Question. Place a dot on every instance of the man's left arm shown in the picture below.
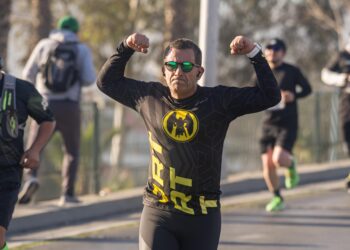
(87, 69)
(304, 84)
(265, 94)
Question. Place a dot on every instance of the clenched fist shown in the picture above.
(138, 42)
(241, 45)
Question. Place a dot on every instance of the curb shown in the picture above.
(48, 215)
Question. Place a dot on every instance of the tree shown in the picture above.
(5, 11)
(332, 15)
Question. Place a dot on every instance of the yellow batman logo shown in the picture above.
(180, 125)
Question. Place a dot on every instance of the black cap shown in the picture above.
(276, 44)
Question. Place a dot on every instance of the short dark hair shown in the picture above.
(184, 43)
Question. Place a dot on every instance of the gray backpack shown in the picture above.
(60, 71)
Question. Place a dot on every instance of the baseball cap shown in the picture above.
(276, 44)
(69, 23)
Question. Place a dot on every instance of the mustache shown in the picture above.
(178, 78)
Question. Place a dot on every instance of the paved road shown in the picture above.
(318, 220)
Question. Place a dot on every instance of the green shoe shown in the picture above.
(291, 177)
(276, 204)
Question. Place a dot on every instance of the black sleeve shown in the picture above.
(240, 101)
(112, 82)
(304, 84)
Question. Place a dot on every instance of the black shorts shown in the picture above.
(161, 230)
(278, 136)
(8, 199)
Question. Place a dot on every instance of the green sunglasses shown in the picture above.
(185, 66)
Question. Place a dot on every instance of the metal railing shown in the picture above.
(319, 140)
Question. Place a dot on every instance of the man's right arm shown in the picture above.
(111, 79)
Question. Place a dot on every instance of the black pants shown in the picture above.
(161, 230)
(67, 115)
(273, 135)
(8, 199)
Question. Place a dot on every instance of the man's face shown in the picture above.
(182, 84)
(274, 56)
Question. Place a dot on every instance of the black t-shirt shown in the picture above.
(186, 136)
(288, 78)
(28, 103)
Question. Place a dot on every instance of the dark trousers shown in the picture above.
(161, 230)
(67, 115)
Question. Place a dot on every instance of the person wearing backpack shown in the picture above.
(60, 66)
(19, 99)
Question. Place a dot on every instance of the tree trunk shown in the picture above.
(5, 11)
(41, 21)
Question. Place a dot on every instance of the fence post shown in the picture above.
(96, 148)
(317, 133)
(333, 130)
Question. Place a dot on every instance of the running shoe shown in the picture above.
(67, 200)
(29, 188)
(348, 183)
(276, 204)
(291, 177)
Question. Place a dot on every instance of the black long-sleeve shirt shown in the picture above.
(186, 136)
(289, 78)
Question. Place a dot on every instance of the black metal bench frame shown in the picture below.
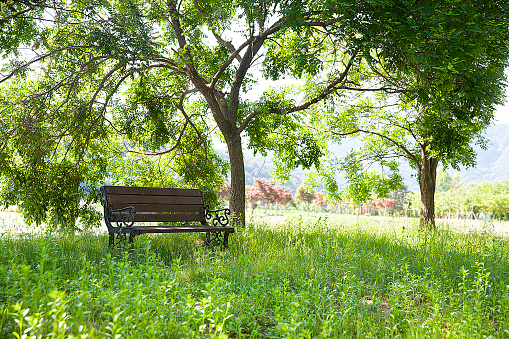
(175, 210)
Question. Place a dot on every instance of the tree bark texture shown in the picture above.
(238, 179)
(427, 184)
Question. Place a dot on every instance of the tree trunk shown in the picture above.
(427, 184)
(238, 180)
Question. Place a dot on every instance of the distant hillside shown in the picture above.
(492, 164)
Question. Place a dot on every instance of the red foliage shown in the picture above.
(386, 203)
(225, 191)
(269, 192)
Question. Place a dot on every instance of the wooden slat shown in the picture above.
(169, 217)
(123, 190)
(183, 229)
(160, 200)
(163, 208)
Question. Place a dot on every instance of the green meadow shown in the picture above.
(303, 278)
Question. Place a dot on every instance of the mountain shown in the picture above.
(492, 163)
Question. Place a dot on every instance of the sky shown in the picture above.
(502, 113)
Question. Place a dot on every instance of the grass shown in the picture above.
(307, 278)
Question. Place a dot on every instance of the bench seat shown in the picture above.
(127, 210)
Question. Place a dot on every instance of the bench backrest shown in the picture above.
(155, 204)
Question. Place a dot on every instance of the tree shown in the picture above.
(153, 71)
(447, 59)
(306, 195)
(320, 202)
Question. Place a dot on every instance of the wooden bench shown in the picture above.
(174, 210)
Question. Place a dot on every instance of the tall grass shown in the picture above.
(303, 279)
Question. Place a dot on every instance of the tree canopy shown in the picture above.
(89, 83)
(447, 59)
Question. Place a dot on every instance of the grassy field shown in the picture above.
(306, 277)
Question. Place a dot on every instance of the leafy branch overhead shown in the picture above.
(88, 83)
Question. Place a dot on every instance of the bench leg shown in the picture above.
(225, 240)
(213, 239)
(120, 239)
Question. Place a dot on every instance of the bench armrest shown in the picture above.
(123, 217)
(217, 218)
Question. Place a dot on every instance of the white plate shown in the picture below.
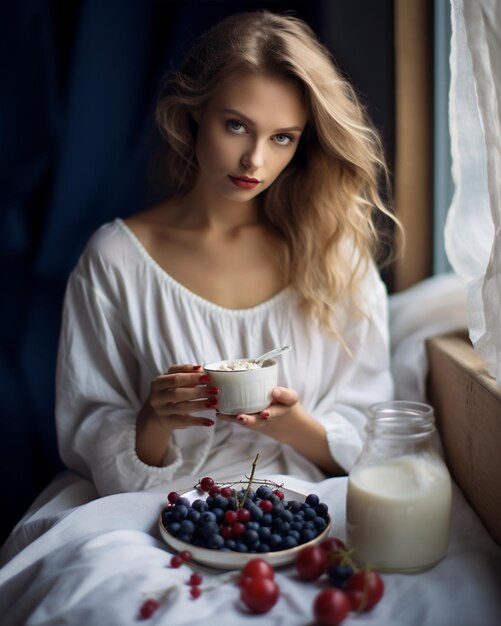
(237, 560)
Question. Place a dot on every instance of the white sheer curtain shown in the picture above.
(473, 227)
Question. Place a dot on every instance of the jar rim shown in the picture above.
(401, 419)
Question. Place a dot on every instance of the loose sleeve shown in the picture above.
(357, 380)
(97, 395)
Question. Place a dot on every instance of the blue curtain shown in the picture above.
(79, 81)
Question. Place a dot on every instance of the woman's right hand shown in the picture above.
(183, 390)
(174, 396)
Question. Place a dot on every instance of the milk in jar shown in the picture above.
(399, 494)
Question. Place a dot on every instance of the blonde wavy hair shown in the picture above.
(326, 203)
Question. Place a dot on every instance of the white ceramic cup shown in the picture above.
(243, 391)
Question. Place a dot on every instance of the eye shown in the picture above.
(236, 127)
(283, 140)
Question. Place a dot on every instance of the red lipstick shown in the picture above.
(244, 182)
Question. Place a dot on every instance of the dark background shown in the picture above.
(78, 85)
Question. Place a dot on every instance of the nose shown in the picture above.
(253, 158)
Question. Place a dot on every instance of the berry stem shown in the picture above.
(249, 484)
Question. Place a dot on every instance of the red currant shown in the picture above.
(243, 515)
(206, 483)
(230, 517)
(148, 608)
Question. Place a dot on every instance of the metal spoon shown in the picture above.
(269, 355)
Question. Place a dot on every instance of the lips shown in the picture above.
(244, 182)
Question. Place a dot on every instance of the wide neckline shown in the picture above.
(149, 259)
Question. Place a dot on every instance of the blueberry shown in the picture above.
(180, 512)
(289, 542)
(264, 492)
(307, 535)
(211, 528)
(256, 513)
(187, 527)
(206, 517)
(215, 542)
(322, 509)
(309, 514)
(312, 499)
(173, 528)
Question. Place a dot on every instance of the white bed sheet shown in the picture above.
(94, 564)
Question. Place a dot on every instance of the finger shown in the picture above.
(283, 395)
(185, 394)
(180, 379)
(183, 421)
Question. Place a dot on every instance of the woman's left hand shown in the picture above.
(270, 419)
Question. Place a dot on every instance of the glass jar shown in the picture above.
(398, 506)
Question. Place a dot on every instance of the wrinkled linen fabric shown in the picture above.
(434, 306)
(126, 320)
(473, 227)
(99, 562)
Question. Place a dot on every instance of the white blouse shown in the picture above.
(126, 320)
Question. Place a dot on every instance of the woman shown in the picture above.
(267, 238)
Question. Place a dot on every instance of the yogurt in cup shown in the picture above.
(244, 387)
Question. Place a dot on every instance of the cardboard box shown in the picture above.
(467, 404)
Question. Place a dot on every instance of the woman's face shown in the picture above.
(247, 134)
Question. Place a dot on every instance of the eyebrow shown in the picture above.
(249, 121)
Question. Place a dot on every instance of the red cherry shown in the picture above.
(258, 568)
(259, 594)
(148, 608)
(330, 607)
(196, 579)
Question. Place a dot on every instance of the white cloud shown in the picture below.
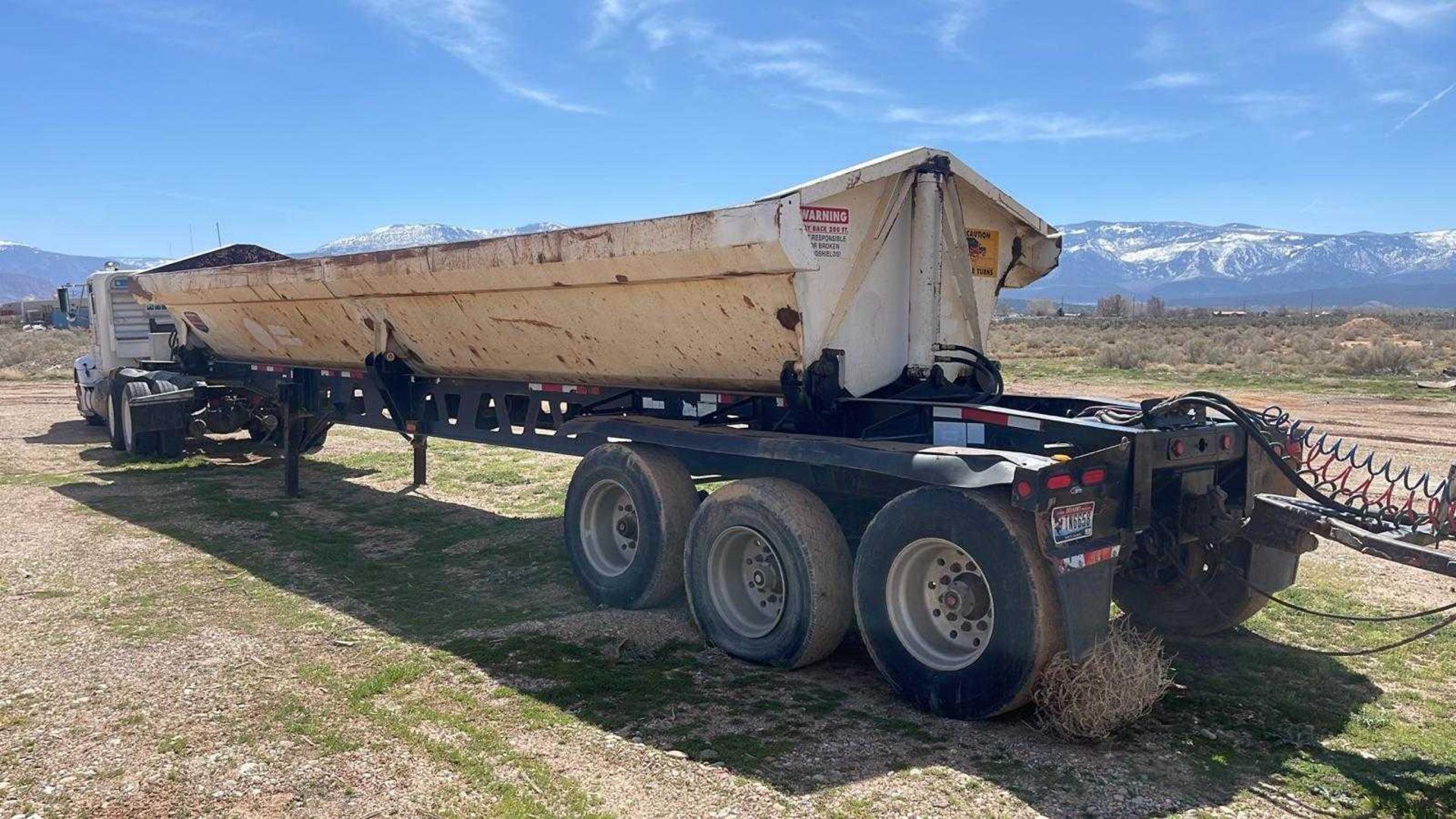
(1392, 95)
(191, 24)
(471, 33)
(1423, 107)
(1369, 19)
(1158, 44)
(612, 15)
(1172, 80)
(1002, 124)
(795, 67)
(959, 18)
(1267, 107)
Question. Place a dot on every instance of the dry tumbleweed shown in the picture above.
(1114, 686)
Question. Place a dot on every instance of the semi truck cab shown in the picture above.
(123, 334)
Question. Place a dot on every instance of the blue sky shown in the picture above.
(126, 121)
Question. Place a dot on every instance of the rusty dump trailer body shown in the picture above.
(824, 353)
(718, 299)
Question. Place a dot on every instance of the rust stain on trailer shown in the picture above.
(532, 322)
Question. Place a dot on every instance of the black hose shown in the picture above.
(1256, 431)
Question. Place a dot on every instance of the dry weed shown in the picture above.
(1120, 682)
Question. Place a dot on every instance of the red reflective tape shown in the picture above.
(983, 416)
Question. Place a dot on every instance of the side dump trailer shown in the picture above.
(720, 299)
(826, 352)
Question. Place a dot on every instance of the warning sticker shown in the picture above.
(827, 229)
(1072, 522)
(984, 245)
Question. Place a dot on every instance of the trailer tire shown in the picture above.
(767, 573)
(1209, 595)
(169, 442)
(934, 553)
(136, 444)
(628, 509)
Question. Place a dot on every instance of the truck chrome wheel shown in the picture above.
(746, 580)
(609, 528)
(940, 604)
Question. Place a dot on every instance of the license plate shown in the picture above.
(1072, 522)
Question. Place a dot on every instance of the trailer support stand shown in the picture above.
(421, 445)
(293, 431)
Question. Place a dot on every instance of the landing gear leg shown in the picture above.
(293, 431)
(421, 445)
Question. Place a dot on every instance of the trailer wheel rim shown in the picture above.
(940, 604)
(746, 582)
(609, 528)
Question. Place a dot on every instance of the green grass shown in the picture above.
(1116, 381)
(1356, 736)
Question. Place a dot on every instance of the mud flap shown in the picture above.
(1087, 601)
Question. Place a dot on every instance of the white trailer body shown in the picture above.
(881, 261)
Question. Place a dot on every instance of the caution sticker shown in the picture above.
(827, 229)
(1072, 522)
(983, 248)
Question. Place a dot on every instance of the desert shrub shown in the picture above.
(46, 353)
(1200, 350)
(1381, 357)
(1122, 356)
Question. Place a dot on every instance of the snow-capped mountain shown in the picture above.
(1197, 262)
(31, 273)
(394, 237)
(1180, 261)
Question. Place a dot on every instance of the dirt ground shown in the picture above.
(181, 640)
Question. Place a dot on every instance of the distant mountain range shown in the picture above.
(30, 273)
(1231, 264)
(1178, 261)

▶ DIRECTIONS FOR THIS TASK
An exact copy of the entries from the line containing "Question. Place a dot on every instance of the caution" through the last line is the expected answer.

▶ WRITTEN RESPONSE
Question. Place a dot on every instance of the caution sticker shown in the picture above.
(827, 229)
(1072, 522)
(983, 248)
Question. Place a dot on every instance of the desert shrub shown in the picture above.
(46, 353)
(1200, 350)
(1381, 357)
(1122, 356)
Question. Place a dot on every instance of the snow-capped mountain shown in the picture above.
(1197, 262)
(31, 273)
(394, 237)
(1180, 261)
Question. Place a dot on every instance of the dirt ground shown in the picture above.
(181, 640)
Question. Place a dot on every instance of the distant mountain range shown in the picture above.
(30, 273)
(1231, 264)
(1178, 261)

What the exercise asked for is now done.